**EXERCISE PROMPT:** The records that follow must be transcribed in full, without any change.

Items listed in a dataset
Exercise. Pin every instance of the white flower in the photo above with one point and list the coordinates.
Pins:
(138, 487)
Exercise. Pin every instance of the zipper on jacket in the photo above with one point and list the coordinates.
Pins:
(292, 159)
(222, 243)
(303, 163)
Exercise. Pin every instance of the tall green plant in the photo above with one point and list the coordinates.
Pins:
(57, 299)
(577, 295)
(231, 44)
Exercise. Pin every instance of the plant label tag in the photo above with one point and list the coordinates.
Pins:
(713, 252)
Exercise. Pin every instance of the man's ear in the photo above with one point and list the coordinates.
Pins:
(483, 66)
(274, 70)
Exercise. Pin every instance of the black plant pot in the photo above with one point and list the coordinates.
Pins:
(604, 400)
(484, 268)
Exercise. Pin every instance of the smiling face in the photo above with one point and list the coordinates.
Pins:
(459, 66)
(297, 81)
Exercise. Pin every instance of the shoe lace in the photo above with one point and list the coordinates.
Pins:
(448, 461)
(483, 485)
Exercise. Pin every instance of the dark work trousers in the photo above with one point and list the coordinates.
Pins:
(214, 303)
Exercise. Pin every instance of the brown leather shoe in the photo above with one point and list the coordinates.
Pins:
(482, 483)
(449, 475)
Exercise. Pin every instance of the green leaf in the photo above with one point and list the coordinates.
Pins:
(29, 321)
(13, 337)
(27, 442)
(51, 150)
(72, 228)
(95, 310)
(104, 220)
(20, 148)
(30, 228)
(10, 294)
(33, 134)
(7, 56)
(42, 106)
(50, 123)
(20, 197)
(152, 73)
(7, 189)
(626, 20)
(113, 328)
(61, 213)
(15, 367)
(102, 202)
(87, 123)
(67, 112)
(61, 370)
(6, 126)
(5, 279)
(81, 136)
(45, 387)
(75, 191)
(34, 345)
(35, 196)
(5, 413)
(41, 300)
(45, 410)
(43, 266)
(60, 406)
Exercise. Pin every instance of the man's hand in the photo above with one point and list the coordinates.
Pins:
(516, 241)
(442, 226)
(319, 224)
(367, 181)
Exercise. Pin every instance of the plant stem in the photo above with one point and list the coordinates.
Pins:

**SOLUTION FOR THIS TASK:**
Exercise. Pin every instance of the white flower in the photo above with one point and list the coordinates.
Pins:
(138, 487)
Exercise. Pin every instance of the zipper on jacket in the photo above with one point and list the coordinates.
Pins:
(292, 159)
(222, 243)
(303, 163)
Exercise. Pin every instance of the tall green plant in the photo above with one point and list the coordinates.
Pins:
(57, 299)
(577, 295)
(231, 44)
Exercise. Pin every instance of the plant label tag in the photo above with one point and list the coordinates.
Pins:
(713, 252)
Exercise. Pin every instance of the man's ear in the photo above with one point and list the coordinates.
Pins:
(483, 66)
(274, 70)
Exercise. Pin every instance of the black plant pot in the photo above with one point and list the coordinates.
Pins:
(604, 400)
(484, 268)
Exercise. Pin every instance of the smiling face in the photo above with one point and list the coordinates.
Pins:
(459, 66)
(297, 81)
Exercise. Pin every instance of the shoe lace in the photo above with one point and list the coordinates.
Pins:
(448, 461)
(483, 485)
Exercise. Pin every instance of the dark work trousers in the photo above with one point and list the coordinates.
Pins:
(214, 303)
Exercise. Pin every instance of the brown leather shoe in the photo above with one point and list the coordinates.
Pins:
(482, 483)
(449, 475)
Exercise. Pin every instance of the green leaf in the photo above with one point and list the coordinates.
Pins:
(29, 321)
(13, 337)
(27, 442)
(51, 150)
(72, 228)
(95, 310)
(104, 220)
(20, 148)
(30, 228)
(10, 294)
(33, 134)
(7, 56)
(42, 106)
(50, 123)
(20, 197)
(152, 73)
(7, 189)
(626, 20)
(113, 328)
(61, 213)
(15, 367)
(102, 202)
(87, 123)
(67, 112)
(61, 370)
(6, 126)
(5, 279)
(81, 136)
(45, 387)
(75, 191)
(34, 345)
(35, 196)
(5, 413)
(41, 300)
(45, 410)
(43, 266)
(60, 406)
Exercise. Pin every instance of the man's hand in the photo above with one point and list the coordinates.
Pins:
(516, 241)
(442, 226)
(319, 224)
(367, 181)
Exercise. Pin every instance of the plant stem in the photo above with one point and list the coordinates.
Pins:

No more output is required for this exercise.